Give only the number of lines in the records below that contain the word "beige", matching case exactly.

### Records for the task
#####

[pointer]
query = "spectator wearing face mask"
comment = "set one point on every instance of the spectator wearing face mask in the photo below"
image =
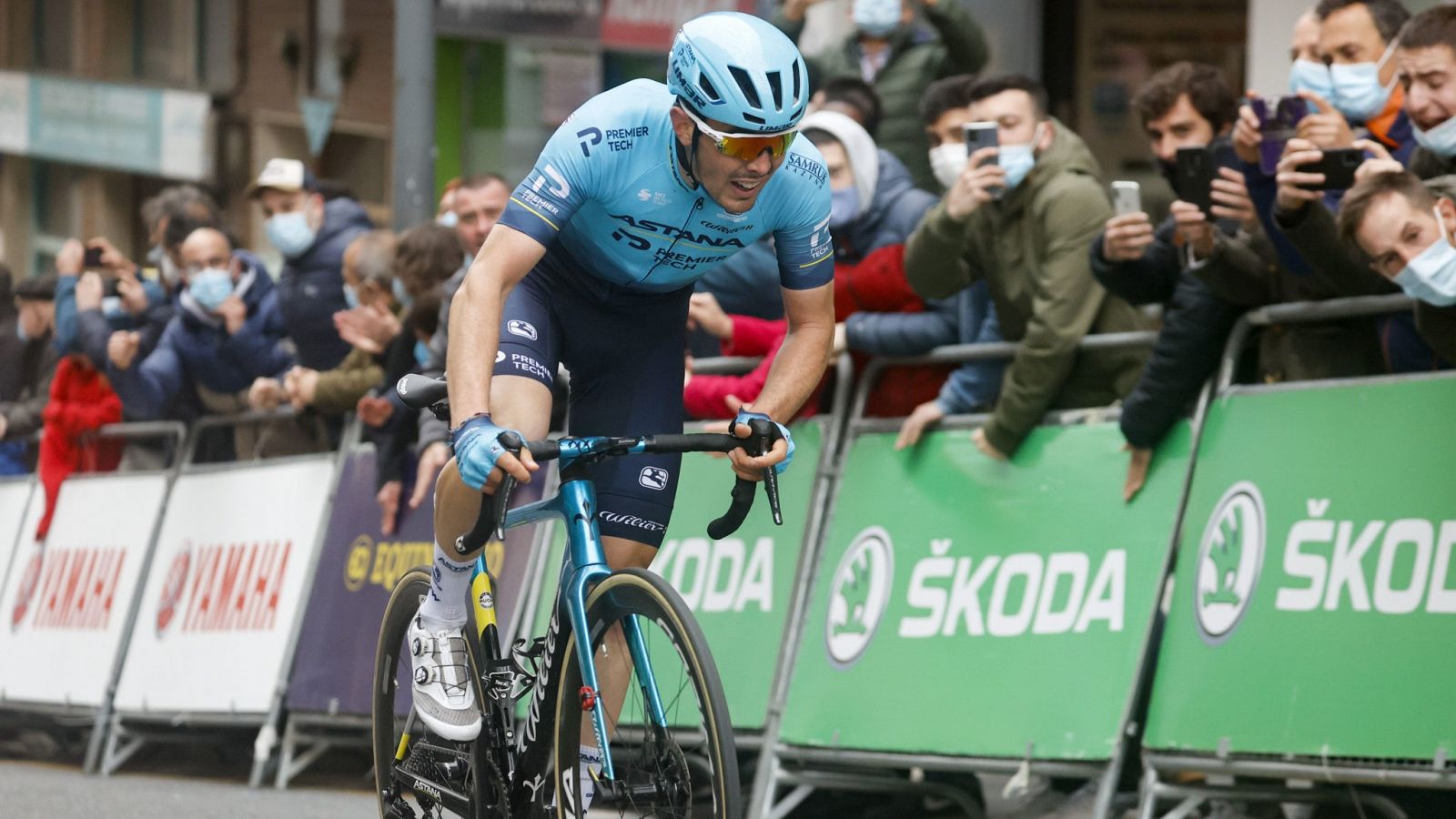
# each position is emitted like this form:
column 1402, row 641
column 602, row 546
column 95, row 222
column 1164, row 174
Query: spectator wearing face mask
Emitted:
column 1026, row 225
column 26, row 372
column 369, row 286
column 310, row 232
column 1187, row 106
column 899, row 58
column 1405, row 229
column 225, row 336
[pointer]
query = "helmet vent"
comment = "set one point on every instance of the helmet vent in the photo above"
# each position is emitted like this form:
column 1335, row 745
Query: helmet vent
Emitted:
column 746, row 86
column 776, row 89
column 708, row 87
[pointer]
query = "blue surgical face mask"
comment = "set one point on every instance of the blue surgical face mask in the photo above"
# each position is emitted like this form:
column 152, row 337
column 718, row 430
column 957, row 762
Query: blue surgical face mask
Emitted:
column 877, row 18
column 1358, row 91
column 1439, row 140
column 400, row 295
column 211, row 288
column 290, row 234
column 844, row 206
column 1019, row 159
column 1431, row 276
column 1308, row 75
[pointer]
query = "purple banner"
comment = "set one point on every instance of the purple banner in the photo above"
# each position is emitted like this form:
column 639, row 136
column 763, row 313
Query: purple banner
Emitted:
column 357, row 570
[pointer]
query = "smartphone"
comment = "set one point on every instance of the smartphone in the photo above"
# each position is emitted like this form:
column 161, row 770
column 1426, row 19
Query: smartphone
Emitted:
column 1339, row 167
column 1194, row 182
column 1279, row 121
column 979, row 136
column 1127, row 197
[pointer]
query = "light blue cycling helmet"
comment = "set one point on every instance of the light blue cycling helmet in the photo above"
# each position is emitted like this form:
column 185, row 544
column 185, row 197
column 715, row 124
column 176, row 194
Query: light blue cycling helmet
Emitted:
column 740, row 70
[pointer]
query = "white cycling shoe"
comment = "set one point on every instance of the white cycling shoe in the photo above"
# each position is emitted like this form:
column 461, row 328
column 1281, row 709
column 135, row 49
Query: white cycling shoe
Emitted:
column 444, row 697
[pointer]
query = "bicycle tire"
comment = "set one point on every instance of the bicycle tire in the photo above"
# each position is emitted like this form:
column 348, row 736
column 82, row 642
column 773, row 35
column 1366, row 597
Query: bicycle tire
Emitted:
column 482, row 777
column 662, row 614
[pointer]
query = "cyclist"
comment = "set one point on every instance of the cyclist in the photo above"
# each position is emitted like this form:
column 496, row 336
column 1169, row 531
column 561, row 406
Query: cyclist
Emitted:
column 640, row 193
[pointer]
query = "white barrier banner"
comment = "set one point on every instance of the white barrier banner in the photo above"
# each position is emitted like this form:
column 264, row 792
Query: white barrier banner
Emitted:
column 66, row 603
column 15, row 494
column 225, row 589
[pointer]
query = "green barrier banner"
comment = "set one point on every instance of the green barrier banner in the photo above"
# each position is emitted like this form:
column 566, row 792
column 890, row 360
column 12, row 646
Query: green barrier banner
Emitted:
column 975, row 608
column 739, row 588
column 1314, row 610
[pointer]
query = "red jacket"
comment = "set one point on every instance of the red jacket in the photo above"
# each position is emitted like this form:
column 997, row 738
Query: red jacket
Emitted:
column 80, row 401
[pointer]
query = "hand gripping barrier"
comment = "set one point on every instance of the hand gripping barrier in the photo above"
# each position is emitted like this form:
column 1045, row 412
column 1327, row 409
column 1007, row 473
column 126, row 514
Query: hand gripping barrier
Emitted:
column 992, row 612
column 1314, row 599
column 70, row 602
column 218, row 618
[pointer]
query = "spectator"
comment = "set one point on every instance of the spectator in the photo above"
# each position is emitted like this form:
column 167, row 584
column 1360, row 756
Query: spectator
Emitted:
column 369, row 288
column 1358, row 40
column 899, row 58
column 1184, row 106
column 92, row 305
column 226, row 334
column 480, row 201
column 80, row 402
column 25, row 378
column 310, row 232
column 851, row 96
column 1033, row 248
column 1405, row 228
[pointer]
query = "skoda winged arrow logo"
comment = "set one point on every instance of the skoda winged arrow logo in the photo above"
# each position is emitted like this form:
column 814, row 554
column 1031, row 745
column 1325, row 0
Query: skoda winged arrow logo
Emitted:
column 861, row 595
column 1230, row 555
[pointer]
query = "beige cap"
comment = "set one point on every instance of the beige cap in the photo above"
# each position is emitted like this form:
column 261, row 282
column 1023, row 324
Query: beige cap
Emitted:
column 280, row 174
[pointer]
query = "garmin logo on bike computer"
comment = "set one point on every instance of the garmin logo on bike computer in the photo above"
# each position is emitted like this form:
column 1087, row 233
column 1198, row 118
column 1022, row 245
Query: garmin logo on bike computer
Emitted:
column 861, row 595
column 654, row 479
column 1229, row 560
column 521, row 329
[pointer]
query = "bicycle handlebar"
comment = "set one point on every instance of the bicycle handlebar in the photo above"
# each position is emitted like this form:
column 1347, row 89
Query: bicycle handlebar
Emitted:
column 421, row 392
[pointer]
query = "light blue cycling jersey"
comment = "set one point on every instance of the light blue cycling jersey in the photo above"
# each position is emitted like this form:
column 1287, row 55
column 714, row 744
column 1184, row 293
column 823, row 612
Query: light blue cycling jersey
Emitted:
column 608, row 197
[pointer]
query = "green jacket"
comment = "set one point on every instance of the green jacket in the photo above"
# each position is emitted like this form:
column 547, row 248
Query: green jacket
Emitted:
column 916, row 58
column 1033, row 251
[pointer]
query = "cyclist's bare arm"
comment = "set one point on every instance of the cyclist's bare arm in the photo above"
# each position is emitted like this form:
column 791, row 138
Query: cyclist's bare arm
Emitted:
column 795, row 370
column 475, row 325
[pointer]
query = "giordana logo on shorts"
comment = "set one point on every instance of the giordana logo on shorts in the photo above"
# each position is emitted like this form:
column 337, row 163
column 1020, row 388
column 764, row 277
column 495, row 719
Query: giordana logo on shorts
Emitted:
column 1230, row 555
column 861, row 593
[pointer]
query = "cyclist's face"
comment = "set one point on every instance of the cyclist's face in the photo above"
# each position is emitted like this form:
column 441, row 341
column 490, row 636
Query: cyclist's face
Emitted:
column 730, row 181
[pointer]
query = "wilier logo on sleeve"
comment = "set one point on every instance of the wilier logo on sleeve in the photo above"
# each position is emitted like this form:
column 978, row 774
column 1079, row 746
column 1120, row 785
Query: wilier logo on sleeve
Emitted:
column 1230, row 557
column 859, row 598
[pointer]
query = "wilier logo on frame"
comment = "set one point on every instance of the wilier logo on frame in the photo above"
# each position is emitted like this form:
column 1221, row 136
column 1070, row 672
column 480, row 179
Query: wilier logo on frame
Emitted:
column 859, row 598
column 1230, row 557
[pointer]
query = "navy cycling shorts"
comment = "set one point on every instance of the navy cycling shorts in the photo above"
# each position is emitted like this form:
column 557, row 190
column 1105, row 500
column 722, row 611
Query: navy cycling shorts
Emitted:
column 623, row 350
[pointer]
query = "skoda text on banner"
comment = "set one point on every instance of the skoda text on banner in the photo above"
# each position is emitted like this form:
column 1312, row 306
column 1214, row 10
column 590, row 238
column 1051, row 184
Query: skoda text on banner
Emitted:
column 225, row 588
column 1314, row 605
column 66, row 602
column 357, row 571
column 1012, row 596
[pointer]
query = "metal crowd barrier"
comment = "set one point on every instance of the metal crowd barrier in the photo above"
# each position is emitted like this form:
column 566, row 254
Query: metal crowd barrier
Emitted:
column 1315, row 758
column 788, row 760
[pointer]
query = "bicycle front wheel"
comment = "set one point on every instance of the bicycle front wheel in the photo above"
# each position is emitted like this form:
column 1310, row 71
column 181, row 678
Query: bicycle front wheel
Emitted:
column 681, row 763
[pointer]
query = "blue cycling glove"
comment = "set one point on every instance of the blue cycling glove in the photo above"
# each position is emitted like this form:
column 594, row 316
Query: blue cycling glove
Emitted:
column 784, row 465
column 478, row 446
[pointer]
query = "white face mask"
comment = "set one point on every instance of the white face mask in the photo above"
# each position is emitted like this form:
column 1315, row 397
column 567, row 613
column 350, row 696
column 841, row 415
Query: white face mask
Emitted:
column 946, row 162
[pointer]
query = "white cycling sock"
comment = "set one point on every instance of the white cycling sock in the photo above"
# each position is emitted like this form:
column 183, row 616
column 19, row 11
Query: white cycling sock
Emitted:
column 446, row 605
column 592, row 763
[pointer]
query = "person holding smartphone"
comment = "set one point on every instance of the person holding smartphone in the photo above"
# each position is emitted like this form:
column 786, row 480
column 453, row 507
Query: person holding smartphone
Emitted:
column 1187, row 106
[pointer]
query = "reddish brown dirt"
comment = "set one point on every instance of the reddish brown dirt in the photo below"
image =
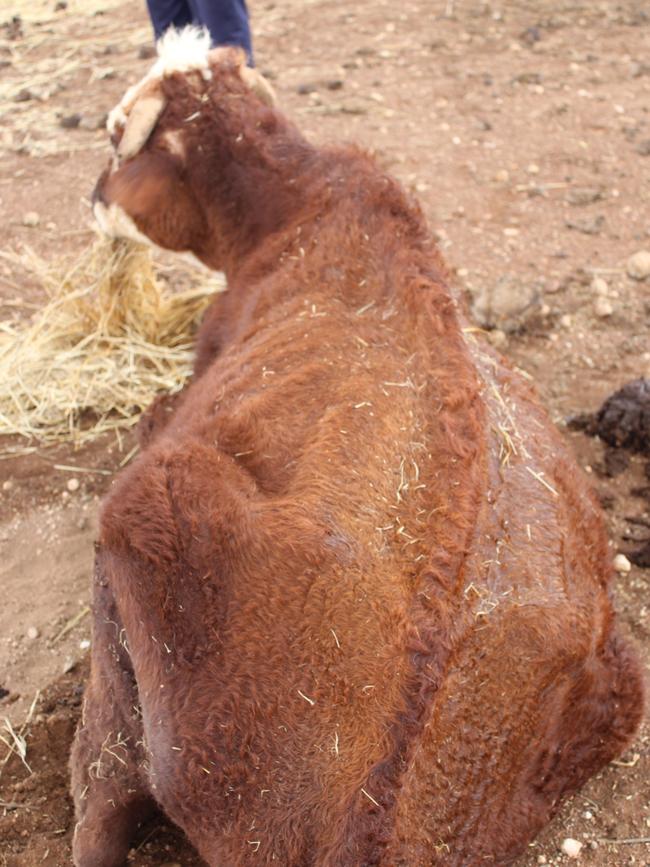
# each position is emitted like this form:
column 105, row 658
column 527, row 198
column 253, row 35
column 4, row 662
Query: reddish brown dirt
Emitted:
column 494, row 114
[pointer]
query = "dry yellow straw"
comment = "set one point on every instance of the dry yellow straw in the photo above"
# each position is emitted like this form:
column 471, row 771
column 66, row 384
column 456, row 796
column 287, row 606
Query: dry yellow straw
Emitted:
column 97, row 353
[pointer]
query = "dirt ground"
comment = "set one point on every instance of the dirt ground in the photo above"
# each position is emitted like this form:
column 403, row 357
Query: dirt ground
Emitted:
column 523, row 127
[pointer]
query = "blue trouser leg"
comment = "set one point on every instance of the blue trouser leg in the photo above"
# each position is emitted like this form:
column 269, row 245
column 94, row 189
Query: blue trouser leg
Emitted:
column 227, row 21
column 169, row 13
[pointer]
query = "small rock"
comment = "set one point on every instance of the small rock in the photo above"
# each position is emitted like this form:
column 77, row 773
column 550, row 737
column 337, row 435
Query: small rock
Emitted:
column 531, row 35
column 146, row 52
column 599, row 287
column 497, row 338
column 622, row 564
column 305, row 89
column 639, row 69
column 527, row 78
column 584, row 195
column 507, row 305
column 638, row 265
column 31, row 219
column 602, row 308
column 571, row 847
column 616, row 461
column 24, row 95
column 353, row 108
column 588, row 226
column 70, row 121
column 93, row 122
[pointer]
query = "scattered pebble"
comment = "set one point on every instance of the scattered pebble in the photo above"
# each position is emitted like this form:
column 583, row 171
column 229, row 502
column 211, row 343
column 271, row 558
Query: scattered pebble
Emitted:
column 602, row 308
column 599, row 286
column 584, row 195
column 24, row 95
column 498, row 338
column 70, row 121
column 508, row 304
column 588, row 226
column 571, row 847
column 638, row 265
column 93, row 122
column 622, row 564
column 31, row 219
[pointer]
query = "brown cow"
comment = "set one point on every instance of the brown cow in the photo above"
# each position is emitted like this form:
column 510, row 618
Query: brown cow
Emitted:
column 351, row 603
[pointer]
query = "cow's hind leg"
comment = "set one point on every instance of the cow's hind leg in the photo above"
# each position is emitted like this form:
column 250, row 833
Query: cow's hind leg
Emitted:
column 108, row 782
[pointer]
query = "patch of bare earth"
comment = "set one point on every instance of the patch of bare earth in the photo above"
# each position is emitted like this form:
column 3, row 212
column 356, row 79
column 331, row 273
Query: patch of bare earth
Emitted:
column 523, row 127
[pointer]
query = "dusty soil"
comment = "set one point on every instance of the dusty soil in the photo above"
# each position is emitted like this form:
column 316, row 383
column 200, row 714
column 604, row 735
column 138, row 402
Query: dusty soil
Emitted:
column 523, row 127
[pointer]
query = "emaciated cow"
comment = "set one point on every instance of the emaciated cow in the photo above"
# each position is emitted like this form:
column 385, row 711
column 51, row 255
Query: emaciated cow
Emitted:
column 351, row 602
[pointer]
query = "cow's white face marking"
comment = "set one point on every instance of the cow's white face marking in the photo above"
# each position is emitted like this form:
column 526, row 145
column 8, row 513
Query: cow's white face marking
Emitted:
column 178, row 51
column 116, row 223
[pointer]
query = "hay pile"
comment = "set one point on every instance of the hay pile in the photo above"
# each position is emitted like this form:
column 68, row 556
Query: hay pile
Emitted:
column 97, row 353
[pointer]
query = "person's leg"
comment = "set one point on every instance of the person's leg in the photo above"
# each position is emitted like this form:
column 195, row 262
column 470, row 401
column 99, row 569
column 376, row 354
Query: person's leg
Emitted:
column 227, row 21
column 169, row 13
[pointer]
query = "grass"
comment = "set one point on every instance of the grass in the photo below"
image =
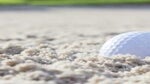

#####

### Result for this exercise
3